— Start of Supplied data —
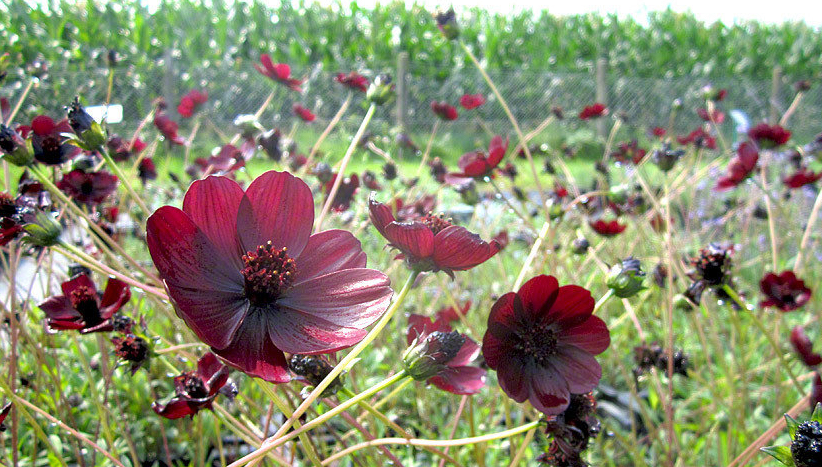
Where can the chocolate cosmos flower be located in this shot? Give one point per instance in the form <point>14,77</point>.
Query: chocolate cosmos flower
<point>247,276</point>
<point>195,391</point>
<point>542,341</point>
<point>81,306</point>
<point>431,243</point>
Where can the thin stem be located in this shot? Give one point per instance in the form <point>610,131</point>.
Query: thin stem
<point>429,442</point>
<point>347,157</point>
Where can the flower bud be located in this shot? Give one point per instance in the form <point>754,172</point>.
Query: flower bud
<point>90,132</point>
<point>314,369</point>
<point>15,150</point>
<point>381,90</point>
<point>626,279</point>
<point>447,23</point>
<point>44,231</point>
<point>427,357</point>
— End of Supplied data —
Exercise prompt
Write out, word for word, the lines of the items beginning with the line that contains "Where can the flower" and continuing through the final line of the items, including both ends.

Task response
Where can the flower bud be located in this shot? Give one point per instance in the form <point>754,172</point>.
Query: flower bud
<point>90,132</point>
<point>314,369</point>
<point>15,150</point>
<point>381,90</point>
<point>626,279</point>
<point>447,23</point>
<point>44,231</point>
<point>427,357</point>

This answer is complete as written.